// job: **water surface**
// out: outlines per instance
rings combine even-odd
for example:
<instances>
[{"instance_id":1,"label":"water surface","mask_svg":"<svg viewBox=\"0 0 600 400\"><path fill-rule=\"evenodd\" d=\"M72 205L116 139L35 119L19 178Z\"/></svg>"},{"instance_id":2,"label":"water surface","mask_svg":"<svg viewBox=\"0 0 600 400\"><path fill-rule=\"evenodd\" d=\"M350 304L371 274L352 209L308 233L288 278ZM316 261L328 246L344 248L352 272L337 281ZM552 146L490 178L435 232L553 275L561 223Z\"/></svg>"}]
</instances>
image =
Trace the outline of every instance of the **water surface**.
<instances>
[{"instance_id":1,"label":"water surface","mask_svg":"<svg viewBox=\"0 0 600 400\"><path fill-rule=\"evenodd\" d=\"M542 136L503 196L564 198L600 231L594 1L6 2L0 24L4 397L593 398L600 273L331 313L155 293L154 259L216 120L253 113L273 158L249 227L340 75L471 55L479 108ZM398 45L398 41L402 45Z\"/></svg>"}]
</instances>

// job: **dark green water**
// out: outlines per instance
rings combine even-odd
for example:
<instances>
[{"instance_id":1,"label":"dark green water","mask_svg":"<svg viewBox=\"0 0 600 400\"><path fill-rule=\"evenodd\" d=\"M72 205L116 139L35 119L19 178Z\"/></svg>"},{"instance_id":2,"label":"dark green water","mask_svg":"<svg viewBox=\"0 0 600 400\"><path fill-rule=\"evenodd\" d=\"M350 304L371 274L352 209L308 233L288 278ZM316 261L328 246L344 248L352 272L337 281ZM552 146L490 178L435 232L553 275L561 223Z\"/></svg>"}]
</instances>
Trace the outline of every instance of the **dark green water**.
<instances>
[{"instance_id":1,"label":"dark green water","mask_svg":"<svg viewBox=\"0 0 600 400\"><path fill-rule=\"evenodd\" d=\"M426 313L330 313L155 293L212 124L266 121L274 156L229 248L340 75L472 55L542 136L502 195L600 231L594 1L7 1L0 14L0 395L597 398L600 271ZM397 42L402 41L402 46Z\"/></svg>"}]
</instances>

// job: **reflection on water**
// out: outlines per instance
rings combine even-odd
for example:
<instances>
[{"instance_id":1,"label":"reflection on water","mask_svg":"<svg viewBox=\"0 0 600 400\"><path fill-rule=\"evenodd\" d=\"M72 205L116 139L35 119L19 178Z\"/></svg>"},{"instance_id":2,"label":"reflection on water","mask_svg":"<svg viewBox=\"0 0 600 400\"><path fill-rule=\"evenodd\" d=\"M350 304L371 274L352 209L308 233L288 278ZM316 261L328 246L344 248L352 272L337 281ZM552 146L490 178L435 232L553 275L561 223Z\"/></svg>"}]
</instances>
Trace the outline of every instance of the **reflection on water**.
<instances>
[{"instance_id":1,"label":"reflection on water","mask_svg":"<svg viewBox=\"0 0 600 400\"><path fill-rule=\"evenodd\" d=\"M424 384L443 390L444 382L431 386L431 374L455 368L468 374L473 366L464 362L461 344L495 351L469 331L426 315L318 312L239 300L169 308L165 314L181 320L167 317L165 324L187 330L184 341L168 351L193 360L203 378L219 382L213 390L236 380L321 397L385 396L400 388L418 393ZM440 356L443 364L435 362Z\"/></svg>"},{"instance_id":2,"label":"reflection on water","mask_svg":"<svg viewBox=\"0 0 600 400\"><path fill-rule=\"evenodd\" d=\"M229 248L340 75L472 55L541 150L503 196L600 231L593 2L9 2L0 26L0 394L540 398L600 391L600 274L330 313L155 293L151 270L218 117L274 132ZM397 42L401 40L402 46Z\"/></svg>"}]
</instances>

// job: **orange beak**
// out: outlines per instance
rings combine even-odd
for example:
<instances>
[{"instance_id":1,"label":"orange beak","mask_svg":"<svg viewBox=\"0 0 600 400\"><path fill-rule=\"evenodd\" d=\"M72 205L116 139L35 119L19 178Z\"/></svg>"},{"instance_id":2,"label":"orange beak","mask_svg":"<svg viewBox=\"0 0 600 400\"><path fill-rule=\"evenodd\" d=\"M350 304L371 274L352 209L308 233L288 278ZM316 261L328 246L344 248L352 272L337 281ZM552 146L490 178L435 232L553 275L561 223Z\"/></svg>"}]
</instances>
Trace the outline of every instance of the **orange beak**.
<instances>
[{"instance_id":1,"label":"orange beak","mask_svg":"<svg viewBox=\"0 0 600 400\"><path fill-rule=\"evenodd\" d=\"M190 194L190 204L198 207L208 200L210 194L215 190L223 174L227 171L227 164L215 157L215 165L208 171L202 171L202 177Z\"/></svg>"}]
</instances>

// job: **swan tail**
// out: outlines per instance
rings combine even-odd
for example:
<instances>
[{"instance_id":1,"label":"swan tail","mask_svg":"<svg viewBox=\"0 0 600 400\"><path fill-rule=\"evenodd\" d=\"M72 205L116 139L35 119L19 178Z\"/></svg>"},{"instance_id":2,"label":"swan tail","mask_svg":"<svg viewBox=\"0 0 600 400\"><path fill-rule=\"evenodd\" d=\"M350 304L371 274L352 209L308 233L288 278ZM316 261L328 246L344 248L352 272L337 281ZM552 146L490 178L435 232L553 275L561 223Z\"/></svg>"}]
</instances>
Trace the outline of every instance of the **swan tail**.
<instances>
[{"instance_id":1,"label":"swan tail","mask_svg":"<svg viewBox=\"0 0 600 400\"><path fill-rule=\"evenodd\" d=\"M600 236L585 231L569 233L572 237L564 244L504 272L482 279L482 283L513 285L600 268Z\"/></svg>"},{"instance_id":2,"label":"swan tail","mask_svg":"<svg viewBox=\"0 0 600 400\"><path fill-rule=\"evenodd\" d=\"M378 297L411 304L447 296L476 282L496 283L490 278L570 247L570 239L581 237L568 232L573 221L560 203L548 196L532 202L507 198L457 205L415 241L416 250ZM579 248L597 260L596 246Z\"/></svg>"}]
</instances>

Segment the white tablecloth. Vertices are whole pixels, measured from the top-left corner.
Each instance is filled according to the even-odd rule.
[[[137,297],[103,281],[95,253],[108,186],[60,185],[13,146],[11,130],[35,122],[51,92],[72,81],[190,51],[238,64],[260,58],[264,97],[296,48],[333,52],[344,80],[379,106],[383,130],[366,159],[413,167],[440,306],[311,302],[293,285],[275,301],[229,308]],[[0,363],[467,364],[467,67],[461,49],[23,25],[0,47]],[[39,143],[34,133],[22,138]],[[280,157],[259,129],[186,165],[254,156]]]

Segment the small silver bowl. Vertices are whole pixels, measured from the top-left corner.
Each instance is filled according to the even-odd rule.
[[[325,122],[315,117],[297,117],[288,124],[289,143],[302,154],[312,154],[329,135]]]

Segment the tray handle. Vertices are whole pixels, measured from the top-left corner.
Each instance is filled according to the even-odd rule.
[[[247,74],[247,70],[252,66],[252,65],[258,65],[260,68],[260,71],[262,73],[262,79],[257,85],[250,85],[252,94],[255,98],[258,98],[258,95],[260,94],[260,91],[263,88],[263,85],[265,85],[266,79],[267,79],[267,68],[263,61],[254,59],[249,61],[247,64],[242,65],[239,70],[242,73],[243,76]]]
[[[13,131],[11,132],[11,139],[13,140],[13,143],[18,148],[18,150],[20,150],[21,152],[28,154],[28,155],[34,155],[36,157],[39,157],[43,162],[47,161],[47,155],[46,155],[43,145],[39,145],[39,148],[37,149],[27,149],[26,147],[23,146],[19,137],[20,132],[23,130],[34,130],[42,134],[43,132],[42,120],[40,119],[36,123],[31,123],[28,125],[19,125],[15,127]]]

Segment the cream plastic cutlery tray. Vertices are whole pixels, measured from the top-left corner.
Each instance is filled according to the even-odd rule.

| What needs to be done |
Each line of the data must be retyped exactly.

| Your response |
// job: **water surface**
// out: outlines per instance
rings combine even-odd
for example:
<instances>
[{"instance_id":1,"label":"water surface","mask_svg":"<svg viewBox=\"0 0 600 400\"><path fill-rule=\"evenodd\" d=\"M72 205L116 139L35 119L19 178Z\"/></svg>"},{"instance_id":2,"label":"water surface","mask_svg":"<svg viewBox=\"0 0 600 400\"><path fill-rule=\"evenodd\" d=\"M350 304L371 274L352 209L308 233L288 278ZM316 261L328 246L344 248L352 272L337 281ZM552 146L490 178L435 232L553 275L561 223Z\"/></svg>"}]
</instances>
image =
Trace the outline of every instance of the **water surface**.
<instances>
[{"instance_id":1,"label":"water surface","mask_svg":"<svg viewBox=\"0 0 600 400\"><path fill-rule=\"evenodd\" d=\"M542 136L503 196L564 198L600 231L594 1L6 2L0 24L4 397L593 398L600 273L331 313L155 293L154 259L216 120L253 113L273 158L249 227L340 75L471 55L479 108ZM398 45L398 41L402 45Z\"/></svg>"}]
</instances>

// job: **dark green water**
// out: outlines per instance
rings combine even-odd
for example:
<instances>
[{"instance_id":1,"label":"dark green water","mask_svg":"<svg viewBox=\"0 0 600 400\"><path fill-rule=\"evenodd\" d=\"M72 205L116 139L35 119L19 178Z\"/></svg>"},{"instance_id":2,"label":"dark green water","mask_svg":"<svg viewBox=\"0 0 600 400\"><path fill-rule=\"evenodd\" d=\"M350 304L371 274L352 209L308 233L288 278ZM316 261L328 246L344 248L352 272L337 281ZM552 146L490 178L435 232L553 275L561 223Z\"/></svg>"}]
</instances>
Trace the outline of every instance of the **dark green water**.
<instances>
[{"instance_id":1,"label":"dark green water","mask_svg":"<svg viewBox=\"0 0 600 400\"><path fill-rule=\"evenodd\" d=\"M426 313L330 313L155 293L212 124L266 121L274 156L229 248L340 75L472 55L542 136L502 195L600 231L594 1L7 1L0 14L0 395L597 398L600 271ZM397 42L402 41L402 46Z\"/></svg>"}]
</instances>

// job: **reflection on water**
// out: outlines per instance
rings combine even-odd
for example:
<instances>
[{"instance_id":1,"label":"reflection on water","mask_svg":"<svg viewBox=\"0 0 600 400\"><path fill-rule=\"evenodd\" d=\"M72 205L116 139L35 119L19 178Z\"/></svg>"},{"instance_id":2,"label":"reflection on water","mask_svg":"<svg viewBox=\"0 0 600 400\"><path fill-rule=\"evenodd\" d=\"M350 304L371 274L352 209L308 233L288 278ZM316 261L328 246L344 248L352 272L337 281ZM552 146L490 178L435 232L553 275L561 223Z\"/></svg>"}]
</instances>
Trace the outline of every instance of the **reflection on water**.
<instances>
[{"instance_id":1,"label":"reflection on water","mask_svg":"<svg viewBox=\"0 0 600 400\"><path fill-rule=\"evenodd\" d=\"M424 384L443 390L444 382L431 386L431 374L455 368L468 374L473 366L464 362L461 344L495 351L469 331L426 315L318 312L239 300L169 308L165 314L181 320L167 317L165 324L187 330L184 341L168 351L193 360L203 378L219 382L213 390L236 380L321 397L385 396L400 388L418 393ZM440 356L443 364L435 362Z\"/></svg>"},{"instance_id":2,"label":"reflection on water","mask_svg":"<svg viewBox=\"0 0 600 400\"><path fill-rule=\"evenodd\" d=\"M229 248L340 75L472 55L541 150L503 196L600 231L593 2L9 2L0 26L0 394L540 398L600 391L600 274L330 313L155 293L151 270L218 117L274 132ZM397 42L401 40L402 46Z\"/></svg>"}]
</instances>

// job: **orange beak**
// out: outlines per instance
rings combine even-odd
for example:
<instances>
[{"instance_id":1,"label":"orange beak","mask_svg":"<svg viewBox=\"0 0 600 400\"><path fill-rule=\"evenodd\" d=\"M72 205L116 139L35 119L19 178Z\"/></svg>"},{"instance_id":2,"label":"orange beak","mask_svg":"<svg viewBox=\"0 0 600 400\"><path fill-rule=\"evenodd\" d=\"M350 304L371 274L352 209L308 233L288 278ZM316 261L328 246L344 248L352 272L337 281ZM552 146L490 178L435 232L553 275L561 223Z\"/></svg>"}]
</instances>
Trace the outline of every instance of the **orange beak**.
<instances>
[{"instance_id":1,"label":"orange beak","mask_svg":"<svg viewBox=\"0 0 600 400\"><path fill-rule=\"evenodd\" d=\"M190 194L190 204L198 207L208 200L210 194L215 190L223 174L227 171L227 164L215 157L215 165L208 171L202 171L202 177Z\"/></svg>"}]
</instances>

// job: **swan tail**
// out: outlines per instance
rings combine even-odd
for example:
<instances>
[{"instance_id":1,"label":"swan tail","mask_svg":"<svg viewBox=\"0 0 600 400\"><path fill-rule=\"evenodd\" d=\"M72 205L116 139L35 119L19 178Z\"/></svg>"},{"instance_id":2,"label":"swan tail","mask_svg":"<svg viewBox=\"0 0 600 400\"><path fill-rule=\"evenodd\" d=\"M350 304L371 274L352 209L308 233L288 278ZM316 261L328 246L344 248L352 272L337 281ZM552 146L490 178L435 232L553 275L561 223Z\"/></svg>"}]
</instances>
Trace the outline of every instance of the **swan tail**.
<instances>
[{"instance_id":1,"label":"swan tail","mask_svg":"<svg viewBox=\"0 0 600 400\"><path fill-rule=\"evenodd\" d=\"M600 236L585 231L569 233L572 237L564 244L504 272L482 279L482 283L513 285L600 268Z\"/></svg>"},{"instance_id":2,"label":"swan tail","mask_svg":"<svg viewBox=\"0 0 600 400\"><path fill-rule=\"evenodd\" d=\"M378 297L411 304L447 296L476 282L496 283L490 278L570 247L570 239L581 237L568 232L573 221L560 203L548 196L532 202L507 198L457 205L415 241L416 250ZM579 248L597 260L596 246Z\"/></svg>"}]
</instances>

Segment the white tablecloth. Vertices are whole pixels, measured from the top-left corner.
Each instance is filled according to the even-odd rule.
[[[137,297],[103,281],[95,253],[108,186],[60,185],[13,146],[11,130],[35,122],[51,92],[72,81],[190,51],[238,64],[260,58],[264,97],[296,48],[333,52],[344,80],[379,106],[383,130],[366,159],[413,167],[440,306],[311,302],[293,285],[275,301],[229,308]],[[0,363],[467,364],[467,67],[461,49],[23,25],[0,47]],[[39,143],[34,133],[22,138]],[[280,157],[259,129],[186,165],[254,156]]]

Segment the small silver bowl. Vertices are whole pixels, measured from the top-left corner.
Each instance is filled according to the even-odd rule.
[[[325,122],[315,117],[297,117],[288,124],[289,143],[302,154],[312,154],[329,135]]]

Segment the tray handle. Vertices are whole pixels, measured from the top-left corner.
Each instance is filled according to the even-odd rule.
[[[247,74],[247,70],[252,66],[252,65],[258,65],[260,68],[260,71],[262,73],[262,79],[257,85],[250,85],[252,94],[255,98],[258,98],[258,95],[260,94],[260,91],[263,88],[263,85],[265,85],[266,79],[267,79],[267,68],[263,61],[254,59],[249,61],[247,64],[242,65],[239,70],[242,73],[243,76]]]
[[[13,131],[11,132],[11,139],[13,140],[13,143],[18,148],[18,150],[20,150],[21,152],[28,154],[28,155],[34,155],[36,157],[39,157],[43,162],[47,161],[47,155],[46,155],[43,145],[39,145],[39,148],[37,149],[27,149],[26,147],[23,146],[19,137],[20,132],[23,130],[34,130],[42,134],[43,132],[42,120],[40,119],[36,123],[31,123],[28,125],[19,125],[15,127]]]

Segment the cream plastic cutlery tray. Vertices are whole pixels, measured from the top-left corner.
Each instance is filled according to the even-odd rule.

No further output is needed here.